| Task requirements |
Quote exactly and only this range of lines in the data below: the line that holds "task | point to each instance of the congregation" to the line that holds "task | point to each instance of the colored", both included.

*** Opening Source material ***

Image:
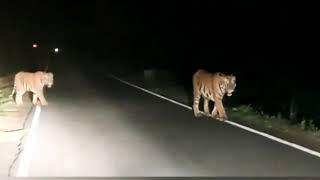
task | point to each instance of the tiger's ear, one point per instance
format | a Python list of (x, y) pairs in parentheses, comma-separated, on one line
[(43, 78)]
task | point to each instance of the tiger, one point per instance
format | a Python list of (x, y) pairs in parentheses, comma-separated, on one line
[(32, 82), (212, 86)]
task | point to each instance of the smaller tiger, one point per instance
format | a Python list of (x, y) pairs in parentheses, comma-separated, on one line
[(32, 82), (212, 86)]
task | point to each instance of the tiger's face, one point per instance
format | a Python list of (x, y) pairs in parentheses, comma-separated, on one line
[(47, 79), (231, 84)]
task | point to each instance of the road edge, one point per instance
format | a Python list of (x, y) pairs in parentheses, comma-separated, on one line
[(279, 140), (20, 165)]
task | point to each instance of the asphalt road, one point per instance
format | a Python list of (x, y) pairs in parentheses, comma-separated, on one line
[(101, 127)]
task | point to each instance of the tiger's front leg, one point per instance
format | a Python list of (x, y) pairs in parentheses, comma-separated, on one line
[(214, 111), (196, 100), (34, 99), (42, 99), (19, 96)]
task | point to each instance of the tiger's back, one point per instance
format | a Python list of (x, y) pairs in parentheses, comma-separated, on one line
[(31, 82), (212, 87)]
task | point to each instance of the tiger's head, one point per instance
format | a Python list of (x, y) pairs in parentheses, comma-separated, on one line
[(230, 81), (47, 79)]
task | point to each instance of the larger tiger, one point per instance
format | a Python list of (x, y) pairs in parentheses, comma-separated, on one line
[(32, 82), (212, 86)]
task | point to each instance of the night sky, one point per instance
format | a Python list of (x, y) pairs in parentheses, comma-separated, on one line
[(262, 43)]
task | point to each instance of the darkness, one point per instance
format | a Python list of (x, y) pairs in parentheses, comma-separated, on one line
[(262, 43)]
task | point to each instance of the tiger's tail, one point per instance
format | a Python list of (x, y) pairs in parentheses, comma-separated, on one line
[(14, 89)]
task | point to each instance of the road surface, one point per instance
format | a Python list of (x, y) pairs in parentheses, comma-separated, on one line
[(102, 127)]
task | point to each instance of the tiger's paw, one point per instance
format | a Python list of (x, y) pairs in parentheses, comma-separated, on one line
[(44, 104), (223, 118)]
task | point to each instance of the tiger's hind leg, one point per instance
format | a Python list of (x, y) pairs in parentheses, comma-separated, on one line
[(196, 100), (42, 99), (206, 106), (35, 99), (222, 116)]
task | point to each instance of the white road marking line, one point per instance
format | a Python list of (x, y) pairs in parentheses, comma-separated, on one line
[(23, 166), (296, 146)]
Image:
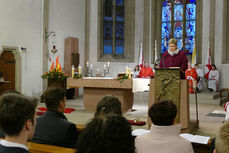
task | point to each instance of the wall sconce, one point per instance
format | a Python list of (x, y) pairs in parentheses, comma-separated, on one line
[(47, 34)]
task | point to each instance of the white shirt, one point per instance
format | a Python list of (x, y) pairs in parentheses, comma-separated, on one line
[(13, 144)]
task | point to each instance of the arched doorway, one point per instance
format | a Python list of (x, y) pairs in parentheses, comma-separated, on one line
[(7, 62)]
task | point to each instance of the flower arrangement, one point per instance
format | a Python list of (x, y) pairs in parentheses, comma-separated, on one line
[(55, 73), (122, 78)]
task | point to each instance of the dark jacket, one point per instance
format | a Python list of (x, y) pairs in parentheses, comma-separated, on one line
[(53, 128), (4, 149)]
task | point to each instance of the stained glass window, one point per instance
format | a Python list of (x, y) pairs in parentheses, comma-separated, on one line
[(113, 27), (178, 21)]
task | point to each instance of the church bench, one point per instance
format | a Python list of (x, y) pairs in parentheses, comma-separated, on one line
[(43, 148)]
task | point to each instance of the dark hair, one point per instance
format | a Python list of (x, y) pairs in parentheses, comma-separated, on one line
[(15, 110), (108, 134), (214, 66), (108, 105), (163, 113), (53, 97)]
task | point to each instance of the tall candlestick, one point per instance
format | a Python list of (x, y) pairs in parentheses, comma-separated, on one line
[(79, 70), (73, 70)]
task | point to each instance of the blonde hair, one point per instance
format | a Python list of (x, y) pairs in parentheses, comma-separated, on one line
[(222, 139), (173, 41)]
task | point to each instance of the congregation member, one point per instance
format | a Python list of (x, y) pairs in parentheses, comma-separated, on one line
[(174, 58), (107, 134), (191, 76), (18, 121), (200, 78), (213, 79), (146, 71), (108, 105), (222, 139), (53, 127), (164, 135)]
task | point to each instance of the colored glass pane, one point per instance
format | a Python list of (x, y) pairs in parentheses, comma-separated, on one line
[(190, 28), (164, 45), (108, 4), (166, 30), (178, 12), (189, 42), (119, 13), (107, 46), (178, 1), (166, 2), (166, 13), (178, 29), (119, 47), (191, 11)]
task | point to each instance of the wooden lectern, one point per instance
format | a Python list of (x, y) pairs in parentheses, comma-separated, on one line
[(168, 85)]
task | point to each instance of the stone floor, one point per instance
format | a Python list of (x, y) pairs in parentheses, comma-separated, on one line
[(207, 125)]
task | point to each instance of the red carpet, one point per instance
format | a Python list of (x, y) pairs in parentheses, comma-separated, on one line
[(42, 110)]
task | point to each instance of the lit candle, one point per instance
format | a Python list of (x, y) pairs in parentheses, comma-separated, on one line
[(79, 70), (73, 70), (127, 71)]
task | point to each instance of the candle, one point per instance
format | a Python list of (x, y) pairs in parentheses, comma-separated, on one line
[(127, 71), (129, 74), (79, 70), (73, 70)]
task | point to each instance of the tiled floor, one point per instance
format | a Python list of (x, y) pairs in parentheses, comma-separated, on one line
[(207, 125)]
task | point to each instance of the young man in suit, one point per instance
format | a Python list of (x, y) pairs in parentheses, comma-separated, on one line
[(17, 121), (53, 128)]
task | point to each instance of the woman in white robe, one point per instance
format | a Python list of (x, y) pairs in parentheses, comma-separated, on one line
[(213, 79)]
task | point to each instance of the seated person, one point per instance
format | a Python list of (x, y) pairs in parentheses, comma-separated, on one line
[(213, 79), (18, 121), (222, 139), (164, 135), (53, 128), (146, 71), (107, 134), (191, 76), (108, 105)]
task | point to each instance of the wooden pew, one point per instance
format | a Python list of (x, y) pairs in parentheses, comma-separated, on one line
[(43, 148)]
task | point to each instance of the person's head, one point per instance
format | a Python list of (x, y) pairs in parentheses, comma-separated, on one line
[(189, 65), (222, 139), (55, 99), (136, 68), (172, 44), (163, 113), (213, 67), (196, 66), (17, 115), (108, 134), (108, 105), (146, 64)]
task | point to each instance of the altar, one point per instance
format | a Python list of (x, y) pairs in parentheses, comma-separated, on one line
[(97, 87)]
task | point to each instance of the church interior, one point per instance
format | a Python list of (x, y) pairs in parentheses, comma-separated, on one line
[(102, 40)]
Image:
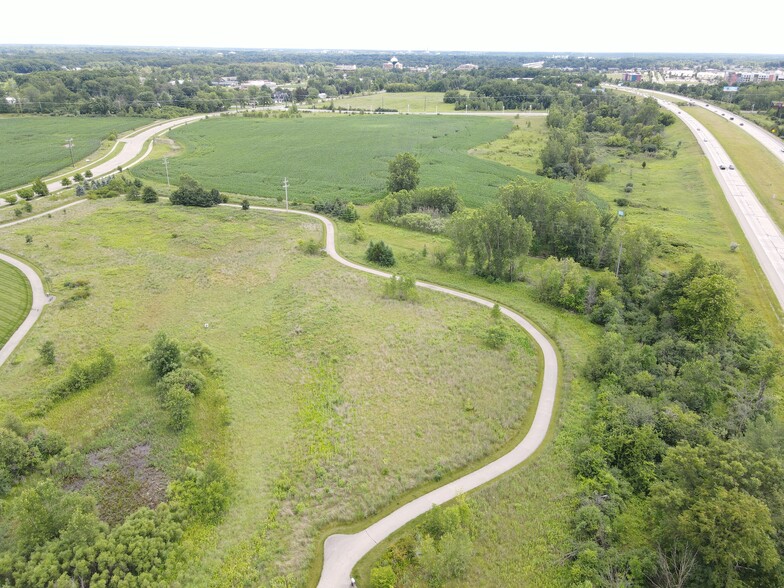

*** Closing Source material ***

| Completed exercise |
task | point to each instance of the congregation member, one point per instance
format | a Python list of (x, y) pairs in parentheses, comma-separated, on one line
[(174, 58), (107, 134), (191, 76), (18, 121), (200, 78), (213, 79), (146, 71), (108, 105), (222, 139), (53, 127), (164, 135)]
task | point to each instance of the colored glass pane, one point per instance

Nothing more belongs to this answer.